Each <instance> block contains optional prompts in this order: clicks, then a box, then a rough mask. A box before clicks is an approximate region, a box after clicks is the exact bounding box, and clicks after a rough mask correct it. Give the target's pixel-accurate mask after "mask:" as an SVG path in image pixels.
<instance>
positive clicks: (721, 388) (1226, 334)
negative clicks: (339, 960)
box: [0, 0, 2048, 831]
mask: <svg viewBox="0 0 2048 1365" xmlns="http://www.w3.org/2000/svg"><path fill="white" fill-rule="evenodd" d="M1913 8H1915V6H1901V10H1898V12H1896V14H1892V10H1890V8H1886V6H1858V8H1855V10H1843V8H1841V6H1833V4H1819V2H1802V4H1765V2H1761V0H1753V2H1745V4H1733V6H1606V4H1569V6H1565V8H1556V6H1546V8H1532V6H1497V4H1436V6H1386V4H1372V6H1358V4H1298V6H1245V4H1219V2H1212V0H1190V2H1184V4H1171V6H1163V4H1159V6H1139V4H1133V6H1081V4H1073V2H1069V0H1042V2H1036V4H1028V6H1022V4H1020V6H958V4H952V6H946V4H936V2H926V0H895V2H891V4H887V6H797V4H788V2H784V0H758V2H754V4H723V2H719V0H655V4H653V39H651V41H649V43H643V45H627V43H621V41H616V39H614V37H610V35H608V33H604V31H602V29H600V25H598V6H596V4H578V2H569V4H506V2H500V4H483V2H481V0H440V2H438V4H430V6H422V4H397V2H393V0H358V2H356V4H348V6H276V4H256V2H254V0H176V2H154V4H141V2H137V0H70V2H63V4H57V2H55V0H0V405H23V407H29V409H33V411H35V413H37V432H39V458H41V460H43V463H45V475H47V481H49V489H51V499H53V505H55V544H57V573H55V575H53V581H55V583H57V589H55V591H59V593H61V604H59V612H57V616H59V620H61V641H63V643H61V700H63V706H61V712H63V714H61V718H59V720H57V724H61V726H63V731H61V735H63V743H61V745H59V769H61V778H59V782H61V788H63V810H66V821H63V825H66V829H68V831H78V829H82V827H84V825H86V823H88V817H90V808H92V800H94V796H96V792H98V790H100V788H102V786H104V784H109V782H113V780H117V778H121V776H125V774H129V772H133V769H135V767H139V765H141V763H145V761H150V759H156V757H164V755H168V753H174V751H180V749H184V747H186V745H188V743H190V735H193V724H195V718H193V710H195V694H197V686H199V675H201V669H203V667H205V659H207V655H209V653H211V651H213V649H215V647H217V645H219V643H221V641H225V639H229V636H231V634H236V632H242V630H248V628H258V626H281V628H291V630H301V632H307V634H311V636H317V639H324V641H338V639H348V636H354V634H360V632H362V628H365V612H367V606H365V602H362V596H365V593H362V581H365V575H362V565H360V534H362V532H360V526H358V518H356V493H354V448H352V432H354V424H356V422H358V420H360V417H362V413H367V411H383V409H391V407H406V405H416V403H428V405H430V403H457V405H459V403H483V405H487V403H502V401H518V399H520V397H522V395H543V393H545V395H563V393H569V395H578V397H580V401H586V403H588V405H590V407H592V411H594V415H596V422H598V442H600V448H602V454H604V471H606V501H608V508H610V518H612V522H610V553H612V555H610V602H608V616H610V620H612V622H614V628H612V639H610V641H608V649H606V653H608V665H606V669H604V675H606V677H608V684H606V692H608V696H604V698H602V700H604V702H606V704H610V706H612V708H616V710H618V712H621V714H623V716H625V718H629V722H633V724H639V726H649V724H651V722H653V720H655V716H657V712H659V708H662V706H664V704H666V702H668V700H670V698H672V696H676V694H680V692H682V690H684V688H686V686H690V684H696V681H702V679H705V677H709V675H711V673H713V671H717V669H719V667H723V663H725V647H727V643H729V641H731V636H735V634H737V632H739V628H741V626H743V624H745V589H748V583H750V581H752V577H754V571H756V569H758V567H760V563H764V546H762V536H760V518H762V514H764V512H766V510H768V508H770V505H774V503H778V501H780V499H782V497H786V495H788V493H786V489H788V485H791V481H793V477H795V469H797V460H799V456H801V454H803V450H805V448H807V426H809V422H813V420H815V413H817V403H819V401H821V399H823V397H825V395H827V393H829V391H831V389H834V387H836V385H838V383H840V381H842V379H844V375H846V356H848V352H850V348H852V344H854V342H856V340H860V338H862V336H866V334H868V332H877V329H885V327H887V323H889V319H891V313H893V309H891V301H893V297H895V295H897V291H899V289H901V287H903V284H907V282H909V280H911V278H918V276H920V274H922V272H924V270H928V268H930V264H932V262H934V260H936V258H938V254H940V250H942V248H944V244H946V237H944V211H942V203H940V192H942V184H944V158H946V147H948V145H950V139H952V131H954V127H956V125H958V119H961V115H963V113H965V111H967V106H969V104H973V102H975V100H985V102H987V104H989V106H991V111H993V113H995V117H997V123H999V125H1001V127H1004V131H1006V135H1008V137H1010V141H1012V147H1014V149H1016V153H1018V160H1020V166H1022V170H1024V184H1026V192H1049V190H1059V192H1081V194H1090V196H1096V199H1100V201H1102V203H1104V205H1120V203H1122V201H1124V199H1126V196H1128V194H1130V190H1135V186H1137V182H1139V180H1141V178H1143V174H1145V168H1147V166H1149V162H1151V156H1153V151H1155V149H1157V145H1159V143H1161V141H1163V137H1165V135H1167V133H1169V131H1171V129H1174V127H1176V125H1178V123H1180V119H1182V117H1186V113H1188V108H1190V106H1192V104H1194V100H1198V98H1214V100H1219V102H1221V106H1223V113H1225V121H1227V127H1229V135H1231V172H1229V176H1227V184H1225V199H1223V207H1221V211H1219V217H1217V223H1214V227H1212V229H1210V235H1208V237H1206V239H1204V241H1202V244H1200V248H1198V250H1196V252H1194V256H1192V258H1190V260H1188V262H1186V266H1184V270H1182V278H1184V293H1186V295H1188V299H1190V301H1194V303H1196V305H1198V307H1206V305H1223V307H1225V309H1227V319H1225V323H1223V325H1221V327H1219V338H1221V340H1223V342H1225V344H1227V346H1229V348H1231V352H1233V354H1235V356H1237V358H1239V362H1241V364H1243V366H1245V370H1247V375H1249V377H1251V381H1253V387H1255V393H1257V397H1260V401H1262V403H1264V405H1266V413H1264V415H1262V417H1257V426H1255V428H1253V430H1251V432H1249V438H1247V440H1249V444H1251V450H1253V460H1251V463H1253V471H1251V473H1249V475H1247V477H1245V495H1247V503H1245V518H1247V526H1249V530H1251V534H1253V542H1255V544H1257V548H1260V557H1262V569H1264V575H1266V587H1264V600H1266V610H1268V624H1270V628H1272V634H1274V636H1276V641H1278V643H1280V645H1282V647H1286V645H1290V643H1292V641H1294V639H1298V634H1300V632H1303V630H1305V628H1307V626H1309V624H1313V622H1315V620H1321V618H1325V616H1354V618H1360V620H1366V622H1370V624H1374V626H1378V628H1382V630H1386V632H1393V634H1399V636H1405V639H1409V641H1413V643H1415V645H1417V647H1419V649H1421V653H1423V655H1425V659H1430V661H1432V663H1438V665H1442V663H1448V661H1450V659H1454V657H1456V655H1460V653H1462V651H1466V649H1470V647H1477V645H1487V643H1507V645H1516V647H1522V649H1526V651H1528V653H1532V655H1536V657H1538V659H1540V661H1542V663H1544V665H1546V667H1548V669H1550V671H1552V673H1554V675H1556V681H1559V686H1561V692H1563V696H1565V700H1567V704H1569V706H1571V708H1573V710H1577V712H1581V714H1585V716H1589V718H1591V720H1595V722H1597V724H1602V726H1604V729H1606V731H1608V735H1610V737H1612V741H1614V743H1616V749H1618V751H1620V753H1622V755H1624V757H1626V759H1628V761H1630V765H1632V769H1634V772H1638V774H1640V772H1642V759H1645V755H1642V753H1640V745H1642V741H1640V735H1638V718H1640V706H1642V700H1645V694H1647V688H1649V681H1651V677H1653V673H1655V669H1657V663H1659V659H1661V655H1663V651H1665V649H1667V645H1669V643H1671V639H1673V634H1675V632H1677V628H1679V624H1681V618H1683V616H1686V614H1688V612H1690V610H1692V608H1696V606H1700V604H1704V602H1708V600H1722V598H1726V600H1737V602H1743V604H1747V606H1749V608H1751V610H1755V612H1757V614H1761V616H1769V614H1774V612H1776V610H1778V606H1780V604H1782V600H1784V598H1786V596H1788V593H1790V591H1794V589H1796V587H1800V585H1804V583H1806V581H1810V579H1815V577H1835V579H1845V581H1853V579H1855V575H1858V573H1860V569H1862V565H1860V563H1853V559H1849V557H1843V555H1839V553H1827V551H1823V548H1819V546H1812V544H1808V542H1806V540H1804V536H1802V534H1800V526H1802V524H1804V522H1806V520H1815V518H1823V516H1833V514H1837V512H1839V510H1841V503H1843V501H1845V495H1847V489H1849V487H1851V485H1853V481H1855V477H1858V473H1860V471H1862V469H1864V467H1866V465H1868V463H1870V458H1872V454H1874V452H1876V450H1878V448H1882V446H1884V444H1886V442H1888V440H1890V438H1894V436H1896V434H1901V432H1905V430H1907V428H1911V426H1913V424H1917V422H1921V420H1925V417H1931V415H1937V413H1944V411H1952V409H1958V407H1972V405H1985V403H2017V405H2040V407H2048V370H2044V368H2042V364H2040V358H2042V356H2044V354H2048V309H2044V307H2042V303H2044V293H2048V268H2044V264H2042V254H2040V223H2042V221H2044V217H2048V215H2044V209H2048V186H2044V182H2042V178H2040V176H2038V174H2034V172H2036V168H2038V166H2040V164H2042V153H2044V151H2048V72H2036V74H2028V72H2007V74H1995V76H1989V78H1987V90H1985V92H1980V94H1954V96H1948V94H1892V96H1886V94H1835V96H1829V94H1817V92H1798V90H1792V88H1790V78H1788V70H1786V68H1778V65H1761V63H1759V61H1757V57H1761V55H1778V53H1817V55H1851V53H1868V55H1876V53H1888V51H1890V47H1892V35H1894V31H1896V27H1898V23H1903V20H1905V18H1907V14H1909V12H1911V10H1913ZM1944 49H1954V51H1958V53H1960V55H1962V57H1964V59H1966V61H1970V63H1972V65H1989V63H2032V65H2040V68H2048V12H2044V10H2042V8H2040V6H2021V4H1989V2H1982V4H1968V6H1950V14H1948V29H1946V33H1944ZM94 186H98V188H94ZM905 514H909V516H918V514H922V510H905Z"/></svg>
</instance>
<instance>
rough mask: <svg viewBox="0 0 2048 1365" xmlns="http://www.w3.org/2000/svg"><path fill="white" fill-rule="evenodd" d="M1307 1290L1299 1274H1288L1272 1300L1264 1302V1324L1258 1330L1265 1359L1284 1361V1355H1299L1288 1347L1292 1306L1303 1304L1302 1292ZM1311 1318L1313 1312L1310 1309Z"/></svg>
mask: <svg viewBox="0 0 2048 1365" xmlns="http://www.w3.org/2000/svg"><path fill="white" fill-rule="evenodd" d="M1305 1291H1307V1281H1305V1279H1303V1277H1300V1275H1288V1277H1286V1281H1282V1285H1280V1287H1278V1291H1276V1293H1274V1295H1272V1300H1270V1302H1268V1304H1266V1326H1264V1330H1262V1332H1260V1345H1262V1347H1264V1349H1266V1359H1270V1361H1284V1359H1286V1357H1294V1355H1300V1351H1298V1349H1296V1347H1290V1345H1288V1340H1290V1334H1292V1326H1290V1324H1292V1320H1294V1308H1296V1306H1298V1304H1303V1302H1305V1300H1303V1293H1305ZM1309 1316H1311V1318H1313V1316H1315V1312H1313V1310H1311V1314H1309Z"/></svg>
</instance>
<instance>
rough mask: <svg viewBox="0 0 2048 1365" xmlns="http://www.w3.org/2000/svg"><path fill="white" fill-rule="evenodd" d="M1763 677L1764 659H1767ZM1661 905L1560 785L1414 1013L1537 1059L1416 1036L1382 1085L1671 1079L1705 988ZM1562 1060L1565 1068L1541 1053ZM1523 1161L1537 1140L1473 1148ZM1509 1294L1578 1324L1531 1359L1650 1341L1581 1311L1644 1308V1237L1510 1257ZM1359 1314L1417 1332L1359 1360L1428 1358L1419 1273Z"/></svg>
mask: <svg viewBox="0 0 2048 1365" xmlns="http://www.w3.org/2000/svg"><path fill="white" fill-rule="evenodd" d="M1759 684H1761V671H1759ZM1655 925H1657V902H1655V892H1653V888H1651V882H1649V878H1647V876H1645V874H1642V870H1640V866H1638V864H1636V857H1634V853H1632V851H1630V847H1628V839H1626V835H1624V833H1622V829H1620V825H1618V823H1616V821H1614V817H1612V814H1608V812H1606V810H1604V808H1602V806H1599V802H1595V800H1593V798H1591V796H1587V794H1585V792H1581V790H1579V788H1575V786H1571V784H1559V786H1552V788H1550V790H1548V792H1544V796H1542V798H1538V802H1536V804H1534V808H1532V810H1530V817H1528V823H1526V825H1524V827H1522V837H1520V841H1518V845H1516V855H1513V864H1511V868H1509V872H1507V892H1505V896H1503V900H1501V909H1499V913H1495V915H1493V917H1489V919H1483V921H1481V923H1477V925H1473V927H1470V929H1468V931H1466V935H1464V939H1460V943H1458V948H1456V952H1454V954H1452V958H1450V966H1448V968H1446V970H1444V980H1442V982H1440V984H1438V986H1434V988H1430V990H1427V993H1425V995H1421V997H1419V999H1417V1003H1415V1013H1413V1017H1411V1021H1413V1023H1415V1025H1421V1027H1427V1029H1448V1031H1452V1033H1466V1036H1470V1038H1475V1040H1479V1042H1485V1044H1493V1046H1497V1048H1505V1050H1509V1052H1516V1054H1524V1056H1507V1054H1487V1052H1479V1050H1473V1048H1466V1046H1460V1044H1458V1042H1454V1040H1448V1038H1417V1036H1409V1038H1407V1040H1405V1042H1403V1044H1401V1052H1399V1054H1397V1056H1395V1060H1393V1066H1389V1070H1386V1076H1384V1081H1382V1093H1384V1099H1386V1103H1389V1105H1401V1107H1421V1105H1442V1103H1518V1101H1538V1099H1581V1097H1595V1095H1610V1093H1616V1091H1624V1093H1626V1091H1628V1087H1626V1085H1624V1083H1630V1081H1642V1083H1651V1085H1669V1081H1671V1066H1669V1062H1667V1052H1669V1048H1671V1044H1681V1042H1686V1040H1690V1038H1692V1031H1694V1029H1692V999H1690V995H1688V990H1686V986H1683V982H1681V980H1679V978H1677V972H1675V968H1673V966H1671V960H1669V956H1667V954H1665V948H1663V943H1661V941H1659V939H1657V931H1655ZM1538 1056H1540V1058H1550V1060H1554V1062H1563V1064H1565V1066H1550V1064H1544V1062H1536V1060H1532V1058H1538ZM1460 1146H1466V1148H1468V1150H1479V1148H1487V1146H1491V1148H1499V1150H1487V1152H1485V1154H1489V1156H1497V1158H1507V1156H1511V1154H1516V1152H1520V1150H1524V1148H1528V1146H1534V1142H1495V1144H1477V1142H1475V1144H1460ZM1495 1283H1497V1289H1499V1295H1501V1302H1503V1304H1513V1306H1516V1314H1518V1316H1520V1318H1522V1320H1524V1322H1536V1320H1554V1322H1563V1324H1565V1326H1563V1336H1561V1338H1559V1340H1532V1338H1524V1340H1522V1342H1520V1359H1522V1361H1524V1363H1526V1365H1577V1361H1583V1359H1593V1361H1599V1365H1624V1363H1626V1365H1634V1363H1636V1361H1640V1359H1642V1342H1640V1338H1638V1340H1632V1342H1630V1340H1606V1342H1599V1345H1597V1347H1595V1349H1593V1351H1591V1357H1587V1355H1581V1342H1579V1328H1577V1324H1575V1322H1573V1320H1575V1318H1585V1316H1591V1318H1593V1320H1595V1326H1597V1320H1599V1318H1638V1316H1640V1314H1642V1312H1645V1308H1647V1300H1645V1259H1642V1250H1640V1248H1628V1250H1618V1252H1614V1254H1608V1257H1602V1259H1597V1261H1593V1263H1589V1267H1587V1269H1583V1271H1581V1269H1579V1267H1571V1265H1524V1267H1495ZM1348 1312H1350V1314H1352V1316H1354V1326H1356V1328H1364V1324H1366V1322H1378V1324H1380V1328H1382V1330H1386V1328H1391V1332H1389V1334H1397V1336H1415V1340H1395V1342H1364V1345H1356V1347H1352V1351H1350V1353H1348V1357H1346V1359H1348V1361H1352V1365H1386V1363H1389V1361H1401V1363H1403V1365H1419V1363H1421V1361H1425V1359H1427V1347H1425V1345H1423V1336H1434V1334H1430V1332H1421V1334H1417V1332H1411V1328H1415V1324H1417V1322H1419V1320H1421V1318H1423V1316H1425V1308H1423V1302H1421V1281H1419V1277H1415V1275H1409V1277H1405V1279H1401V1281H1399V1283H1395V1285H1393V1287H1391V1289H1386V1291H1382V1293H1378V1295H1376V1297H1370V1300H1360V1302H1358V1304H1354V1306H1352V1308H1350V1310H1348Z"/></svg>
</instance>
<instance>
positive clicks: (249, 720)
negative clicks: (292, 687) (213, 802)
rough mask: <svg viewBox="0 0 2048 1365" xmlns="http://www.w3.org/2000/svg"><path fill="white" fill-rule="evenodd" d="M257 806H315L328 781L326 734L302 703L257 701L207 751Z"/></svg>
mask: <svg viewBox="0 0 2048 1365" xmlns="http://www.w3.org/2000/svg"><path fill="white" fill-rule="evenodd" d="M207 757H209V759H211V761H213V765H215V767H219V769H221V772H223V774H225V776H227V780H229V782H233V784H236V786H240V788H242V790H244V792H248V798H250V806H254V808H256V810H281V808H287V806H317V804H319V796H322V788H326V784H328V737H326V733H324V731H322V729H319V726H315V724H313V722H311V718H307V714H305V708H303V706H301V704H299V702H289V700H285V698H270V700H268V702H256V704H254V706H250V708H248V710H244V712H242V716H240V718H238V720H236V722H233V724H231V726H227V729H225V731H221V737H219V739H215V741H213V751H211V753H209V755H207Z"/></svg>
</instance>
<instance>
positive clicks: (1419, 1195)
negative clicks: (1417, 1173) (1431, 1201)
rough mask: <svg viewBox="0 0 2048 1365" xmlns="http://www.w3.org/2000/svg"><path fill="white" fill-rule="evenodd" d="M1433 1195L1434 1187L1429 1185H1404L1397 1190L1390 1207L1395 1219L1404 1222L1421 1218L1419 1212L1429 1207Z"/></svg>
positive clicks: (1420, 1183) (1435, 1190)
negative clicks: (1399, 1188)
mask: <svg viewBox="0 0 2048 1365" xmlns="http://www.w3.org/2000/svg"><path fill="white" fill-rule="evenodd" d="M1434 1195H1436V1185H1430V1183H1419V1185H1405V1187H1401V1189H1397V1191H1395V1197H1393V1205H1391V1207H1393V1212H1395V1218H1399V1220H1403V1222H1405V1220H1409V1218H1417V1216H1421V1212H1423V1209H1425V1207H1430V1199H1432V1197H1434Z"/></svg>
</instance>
========================================
◆ EXERCISE PROMPT: Extract each line of the material above that contains the string "positive", reproducing every such line in full and in its original order.

◆ EXERCISE RESPONSE:
positive clicks: (721, 388) (1226, 334)
positive clicks: (249, 720)
positive clicks: (1419, 1195)
positive clicks: (1420, 1183) (1435, 1190)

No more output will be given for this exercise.